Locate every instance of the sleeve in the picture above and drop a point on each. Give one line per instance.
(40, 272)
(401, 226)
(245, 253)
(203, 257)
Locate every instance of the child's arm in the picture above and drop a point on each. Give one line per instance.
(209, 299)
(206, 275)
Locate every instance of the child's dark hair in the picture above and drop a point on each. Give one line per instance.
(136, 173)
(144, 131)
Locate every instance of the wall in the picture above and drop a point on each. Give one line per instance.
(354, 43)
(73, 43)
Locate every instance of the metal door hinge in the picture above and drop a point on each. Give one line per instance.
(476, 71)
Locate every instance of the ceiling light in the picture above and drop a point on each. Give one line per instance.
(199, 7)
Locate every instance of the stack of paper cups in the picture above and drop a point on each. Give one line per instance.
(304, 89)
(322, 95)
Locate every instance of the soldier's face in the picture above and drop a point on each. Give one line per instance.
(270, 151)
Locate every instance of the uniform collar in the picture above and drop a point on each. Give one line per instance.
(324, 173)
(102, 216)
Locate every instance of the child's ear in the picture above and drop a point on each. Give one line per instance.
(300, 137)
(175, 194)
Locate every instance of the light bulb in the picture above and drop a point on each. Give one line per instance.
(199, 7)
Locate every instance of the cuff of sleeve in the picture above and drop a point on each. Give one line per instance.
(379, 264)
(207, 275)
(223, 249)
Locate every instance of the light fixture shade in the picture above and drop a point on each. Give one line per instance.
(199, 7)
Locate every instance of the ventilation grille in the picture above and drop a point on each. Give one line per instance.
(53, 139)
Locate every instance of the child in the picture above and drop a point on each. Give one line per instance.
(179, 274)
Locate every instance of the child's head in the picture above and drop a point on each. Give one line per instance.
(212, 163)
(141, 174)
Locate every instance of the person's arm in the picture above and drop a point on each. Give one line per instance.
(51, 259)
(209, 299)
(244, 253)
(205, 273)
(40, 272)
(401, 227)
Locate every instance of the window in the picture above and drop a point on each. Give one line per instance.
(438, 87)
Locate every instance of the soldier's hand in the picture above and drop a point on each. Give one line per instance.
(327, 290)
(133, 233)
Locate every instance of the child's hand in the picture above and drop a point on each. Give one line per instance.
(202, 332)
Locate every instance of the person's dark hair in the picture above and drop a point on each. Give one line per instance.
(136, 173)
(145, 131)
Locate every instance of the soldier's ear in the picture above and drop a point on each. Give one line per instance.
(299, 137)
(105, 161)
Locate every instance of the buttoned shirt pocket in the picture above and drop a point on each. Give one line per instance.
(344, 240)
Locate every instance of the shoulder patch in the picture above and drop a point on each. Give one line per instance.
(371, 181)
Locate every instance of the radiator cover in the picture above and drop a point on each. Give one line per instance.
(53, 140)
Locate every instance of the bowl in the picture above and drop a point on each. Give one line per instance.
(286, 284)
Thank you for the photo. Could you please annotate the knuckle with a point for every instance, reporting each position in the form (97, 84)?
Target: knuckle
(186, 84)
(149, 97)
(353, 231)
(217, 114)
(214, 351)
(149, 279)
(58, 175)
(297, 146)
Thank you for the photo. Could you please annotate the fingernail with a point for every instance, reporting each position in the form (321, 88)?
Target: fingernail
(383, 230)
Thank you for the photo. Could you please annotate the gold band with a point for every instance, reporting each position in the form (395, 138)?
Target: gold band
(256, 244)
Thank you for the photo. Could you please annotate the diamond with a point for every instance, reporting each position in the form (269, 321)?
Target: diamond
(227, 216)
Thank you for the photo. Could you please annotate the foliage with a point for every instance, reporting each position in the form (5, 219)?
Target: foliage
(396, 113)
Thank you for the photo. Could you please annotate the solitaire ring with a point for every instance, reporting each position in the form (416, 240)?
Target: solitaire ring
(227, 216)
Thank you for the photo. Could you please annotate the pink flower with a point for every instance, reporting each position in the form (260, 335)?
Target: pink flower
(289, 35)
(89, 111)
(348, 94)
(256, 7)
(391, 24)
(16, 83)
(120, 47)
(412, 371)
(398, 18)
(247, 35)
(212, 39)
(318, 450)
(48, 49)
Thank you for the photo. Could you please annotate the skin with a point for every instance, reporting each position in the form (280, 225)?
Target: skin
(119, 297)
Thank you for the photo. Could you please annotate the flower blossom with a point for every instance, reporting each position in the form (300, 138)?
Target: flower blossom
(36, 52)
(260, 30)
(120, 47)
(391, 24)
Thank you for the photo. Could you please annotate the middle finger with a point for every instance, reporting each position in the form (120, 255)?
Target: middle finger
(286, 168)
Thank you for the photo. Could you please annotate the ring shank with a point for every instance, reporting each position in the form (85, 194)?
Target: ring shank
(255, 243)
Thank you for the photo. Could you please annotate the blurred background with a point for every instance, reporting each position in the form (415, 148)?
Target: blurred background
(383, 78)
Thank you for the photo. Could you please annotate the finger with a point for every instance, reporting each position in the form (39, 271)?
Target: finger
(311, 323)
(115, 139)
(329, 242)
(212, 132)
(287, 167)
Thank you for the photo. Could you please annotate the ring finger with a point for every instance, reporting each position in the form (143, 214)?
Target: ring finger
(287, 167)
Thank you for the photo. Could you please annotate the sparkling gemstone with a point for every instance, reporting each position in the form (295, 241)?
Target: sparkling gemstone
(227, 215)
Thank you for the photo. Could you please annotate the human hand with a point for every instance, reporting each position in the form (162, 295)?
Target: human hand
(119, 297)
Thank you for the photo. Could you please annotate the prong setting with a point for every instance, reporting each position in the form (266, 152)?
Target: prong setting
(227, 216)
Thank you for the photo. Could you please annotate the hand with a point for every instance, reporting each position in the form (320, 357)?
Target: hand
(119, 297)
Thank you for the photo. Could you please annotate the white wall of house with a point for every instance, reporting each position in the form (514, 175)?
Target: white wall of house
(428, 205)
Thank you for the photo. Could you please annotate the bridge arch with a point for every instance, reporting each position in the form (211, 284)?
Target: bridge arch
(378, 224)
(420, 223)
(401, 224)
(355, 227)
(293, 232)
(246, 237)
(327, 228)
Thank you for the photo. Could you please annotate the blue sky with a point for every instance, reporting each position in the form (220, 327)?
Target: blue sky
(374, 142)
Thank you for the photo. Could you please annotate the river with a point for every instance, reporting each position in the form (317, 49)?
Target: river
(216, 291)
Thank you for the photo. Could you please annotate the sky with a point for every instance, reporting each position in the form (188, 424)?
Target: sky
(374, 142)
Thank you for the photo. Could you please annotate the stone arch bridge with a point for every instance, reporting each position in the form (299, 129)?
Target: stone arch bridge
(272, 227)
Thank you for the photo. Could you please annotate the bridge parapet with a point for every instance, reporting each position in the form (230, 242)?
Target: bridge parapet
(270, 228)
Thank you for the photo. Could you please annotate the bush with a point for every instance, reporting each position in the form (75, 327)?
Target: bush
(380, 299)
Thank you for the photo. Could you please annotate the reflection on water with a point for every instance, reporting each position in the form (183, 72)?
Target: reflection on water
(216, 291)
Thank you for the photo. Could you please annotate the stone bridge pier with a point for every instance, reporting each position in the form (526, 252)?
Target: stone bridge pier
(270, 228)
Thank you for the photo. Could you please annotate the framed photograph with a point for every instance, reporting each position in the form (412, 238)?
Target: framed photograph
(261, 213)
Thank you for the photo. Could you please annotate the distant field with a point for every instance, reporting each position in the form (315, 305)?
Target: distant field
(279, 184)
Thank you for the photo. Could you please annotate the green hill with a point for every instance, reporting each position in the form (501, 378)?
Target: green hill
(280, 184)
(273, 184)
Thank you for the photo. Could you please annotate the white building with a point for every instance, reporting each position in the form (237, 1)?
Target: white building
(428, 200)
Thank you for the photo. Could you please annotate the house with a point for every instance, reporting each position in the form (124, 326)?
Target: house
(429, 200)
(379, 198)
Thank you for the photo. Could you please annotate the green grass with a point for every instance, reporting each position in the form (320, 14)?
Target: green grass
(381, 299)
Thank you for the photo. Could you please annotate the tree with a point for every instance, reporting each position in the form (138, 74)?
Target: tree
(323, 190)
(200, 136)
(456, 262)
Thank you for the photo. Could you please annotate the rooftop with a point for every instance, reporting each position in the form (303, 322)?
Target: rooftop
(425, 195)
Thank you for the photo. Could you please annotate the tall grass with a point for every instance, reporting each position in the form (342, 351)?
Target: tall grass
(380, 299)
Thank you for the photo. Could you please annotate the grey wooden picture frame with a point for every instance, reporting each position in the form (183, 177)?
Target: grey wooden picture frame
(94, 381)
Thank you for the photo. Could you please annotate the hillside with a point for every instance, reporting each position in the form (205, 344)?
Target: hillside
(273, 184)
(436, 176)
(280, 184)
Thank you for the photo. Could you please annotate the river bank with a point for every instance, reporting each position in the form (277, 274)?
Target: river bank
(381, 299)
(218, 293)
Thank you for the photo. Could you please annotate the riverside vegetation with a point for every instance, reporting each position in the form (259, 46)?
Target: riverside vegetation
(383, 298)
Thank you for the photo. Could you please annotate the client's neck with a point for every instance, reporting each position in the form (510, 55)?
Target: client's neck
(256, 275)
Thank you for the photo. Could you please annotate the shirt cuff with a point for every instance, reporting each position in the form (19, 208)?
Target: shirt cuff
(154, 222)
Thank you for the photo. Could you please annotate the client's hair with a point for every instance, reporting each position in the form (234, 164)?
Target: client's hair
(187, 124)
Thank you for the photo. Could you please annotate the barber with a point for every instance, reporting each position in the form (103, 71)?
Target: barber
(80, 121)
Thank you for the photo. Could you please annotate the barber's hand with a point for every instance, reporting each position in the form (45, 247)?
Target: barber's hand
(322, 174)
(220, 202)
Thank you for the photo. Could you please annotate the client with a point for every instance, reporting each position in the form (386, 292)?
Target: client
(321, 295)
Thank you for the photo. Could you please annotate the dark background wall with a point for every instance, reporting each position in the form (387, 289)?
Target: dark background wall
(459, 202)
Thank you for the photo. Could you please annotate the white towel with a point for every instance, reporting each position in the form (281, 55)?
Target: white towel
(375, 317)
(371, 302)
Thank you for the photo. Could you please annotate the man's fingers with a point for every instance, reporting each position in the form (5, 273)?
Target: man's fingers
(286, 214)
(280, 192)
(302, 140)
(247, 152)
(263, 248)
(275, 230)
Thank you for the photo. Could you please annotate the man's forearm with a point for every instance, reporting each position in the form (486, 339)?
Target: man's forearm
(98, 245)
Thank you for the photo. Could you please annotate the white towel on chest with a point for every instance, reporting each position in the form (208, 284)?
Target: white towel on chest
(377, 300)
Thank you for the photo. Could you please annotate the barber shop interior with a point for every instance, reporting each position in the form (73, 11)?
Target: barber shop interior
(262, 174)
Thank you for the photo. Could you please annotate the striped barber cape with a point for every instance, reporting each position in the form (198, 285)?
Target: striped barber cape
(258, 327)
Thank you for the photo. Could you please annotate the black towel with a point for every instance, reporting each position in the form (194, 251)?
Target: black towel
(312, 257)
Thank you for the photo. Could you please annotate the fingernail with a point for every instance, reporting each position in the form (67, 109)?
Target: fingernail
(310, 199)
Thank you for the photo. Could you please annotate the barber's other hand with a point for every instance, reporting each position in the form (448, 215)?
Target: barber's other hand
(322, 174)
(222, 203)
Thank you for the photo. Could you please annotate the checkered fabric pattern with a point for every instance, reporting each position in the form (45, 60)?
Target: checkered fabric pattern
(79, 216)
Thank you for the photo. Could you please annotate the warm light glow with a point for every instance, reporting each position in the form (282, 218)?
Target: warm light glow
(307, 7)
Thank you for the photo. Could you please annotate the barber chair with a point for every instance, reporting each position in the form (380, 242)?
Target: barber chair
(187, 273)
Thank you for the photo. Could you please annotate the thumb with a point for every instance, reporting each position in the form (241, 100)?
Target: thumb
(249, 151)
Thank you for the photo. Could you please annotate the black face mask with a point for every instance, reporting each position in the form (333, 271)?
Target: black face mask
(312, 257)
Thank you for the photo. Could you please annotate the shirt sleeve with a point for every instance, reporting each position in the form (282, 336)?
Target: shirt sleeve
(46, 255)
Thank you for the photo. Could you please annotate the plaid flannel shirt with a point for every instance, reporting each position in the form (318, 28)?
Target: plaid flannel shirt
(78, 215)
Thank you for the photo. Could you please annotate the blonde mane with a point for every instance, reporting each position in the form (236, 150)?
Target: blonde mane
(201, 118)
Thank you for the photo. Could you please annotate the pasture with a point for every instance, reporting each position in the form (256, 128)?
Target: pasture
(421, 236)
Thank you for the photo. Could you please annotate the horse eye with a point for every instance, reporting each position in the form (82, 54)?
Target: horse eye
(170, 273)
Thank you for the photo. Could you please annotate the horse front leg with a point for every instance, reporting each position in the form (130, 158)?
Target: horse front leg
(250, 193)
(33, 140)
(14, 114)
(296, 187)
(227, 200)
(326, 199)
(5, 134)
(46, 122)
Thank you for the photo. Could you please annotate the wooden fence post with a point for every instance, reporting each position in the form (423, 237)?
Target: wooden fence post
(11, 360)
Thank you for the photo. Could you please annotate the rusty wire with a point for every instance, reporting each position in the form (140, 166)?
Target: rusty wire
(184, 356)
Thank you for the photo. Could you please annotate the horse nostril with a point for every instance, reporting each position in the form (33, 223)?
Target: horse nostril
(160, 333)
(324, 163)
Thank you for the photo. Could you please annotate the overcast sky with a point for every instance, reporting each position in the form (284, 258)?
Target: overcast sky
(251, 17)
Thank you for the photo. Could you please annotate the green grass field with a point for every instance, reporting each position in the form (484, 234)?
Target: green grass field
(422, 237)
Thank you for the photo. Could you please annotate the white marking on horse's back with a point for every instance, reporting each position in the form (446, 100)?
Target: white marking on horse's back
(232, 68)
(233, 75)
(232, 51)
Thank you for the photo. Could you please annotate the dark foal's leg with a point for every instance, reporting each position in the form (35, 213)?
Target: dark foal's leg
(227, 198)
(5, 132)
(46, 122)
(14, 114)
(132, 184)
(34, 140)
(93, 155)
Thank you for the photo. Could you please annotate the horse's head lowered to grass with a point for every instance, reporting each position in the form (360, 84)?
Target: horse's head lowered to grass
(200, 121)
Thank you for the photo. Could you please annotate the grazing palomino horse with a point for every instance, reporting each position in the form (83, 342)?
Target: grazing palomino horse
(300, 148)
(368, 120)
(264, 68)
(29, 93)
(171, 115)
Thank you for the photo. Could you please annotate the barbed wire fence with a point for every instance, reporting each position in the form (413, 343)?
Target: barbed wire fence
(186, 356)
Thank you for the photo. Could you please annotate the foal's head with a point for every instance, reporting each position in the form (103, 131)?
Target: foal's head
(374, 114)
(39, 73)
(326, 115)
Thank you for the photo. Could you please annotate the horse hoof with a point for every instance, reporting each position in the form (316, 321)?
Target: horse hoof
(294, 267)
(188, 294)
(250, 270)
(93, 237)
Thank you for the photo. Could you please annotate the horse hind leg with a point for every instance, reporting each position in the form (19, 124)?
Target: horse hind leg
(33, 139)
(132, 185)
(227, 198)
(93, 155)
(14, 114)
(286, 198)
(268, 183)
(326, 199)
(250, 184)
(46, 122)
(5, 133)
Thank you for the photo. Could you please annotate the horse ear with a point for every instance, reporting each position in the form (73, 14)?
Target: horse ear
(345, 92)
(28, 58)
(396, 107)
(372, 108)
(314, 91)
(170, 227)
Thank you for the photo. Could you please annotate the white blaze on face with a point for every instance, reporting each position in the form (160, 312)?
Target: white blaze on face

AIM OF THE EXERCISE: Starting at the line that contains "Thank you for the photo. Could you please annotate the foal's", print every line through the end of the listing, word for word. Leave out all the rest.

OUTPUT OF THE EXERCISE:
Thank you for the photo. Could you please annotate the foal's head with a point for every instance, reporting each position in the form (103, 131)?
Target: foal's head
(374, 114)
(39, 73)
(326, 115)
Thank you for the photo. Could you please annotate the horse hoof with a point for every instance, reporting each position in the form (316, 321)?
Target: horse hoof
(294, 267)
(188, 294)
(250, 270)
(93, 237)
Thank you for the photo. Could you please annotate the horse hind leg with a point for every instance, reporting each position in the form (19, 124)?
Target: horse hind leg
(33, 139)
(132, 185)
(227, 198)
(93, 155)
(14, 114)
(286, 198)
(268, 183)
(326, 199)
(250, 184)
(46, 122)
(5, 133)
Thank you for the photo. Could you please annotate the horse ear with a point for every instance, reporting each position in the form (73, 14)?
Target: horse ear
(345, 92)
(28, 58)
(396, 107)
(372, 108)
(314, 91)
(170, 227)
Thank you for the photo. Could you please annotate the white blaze on face with a point for every instance, reporting each position in the form (160, 312)?
Target: white blaze on face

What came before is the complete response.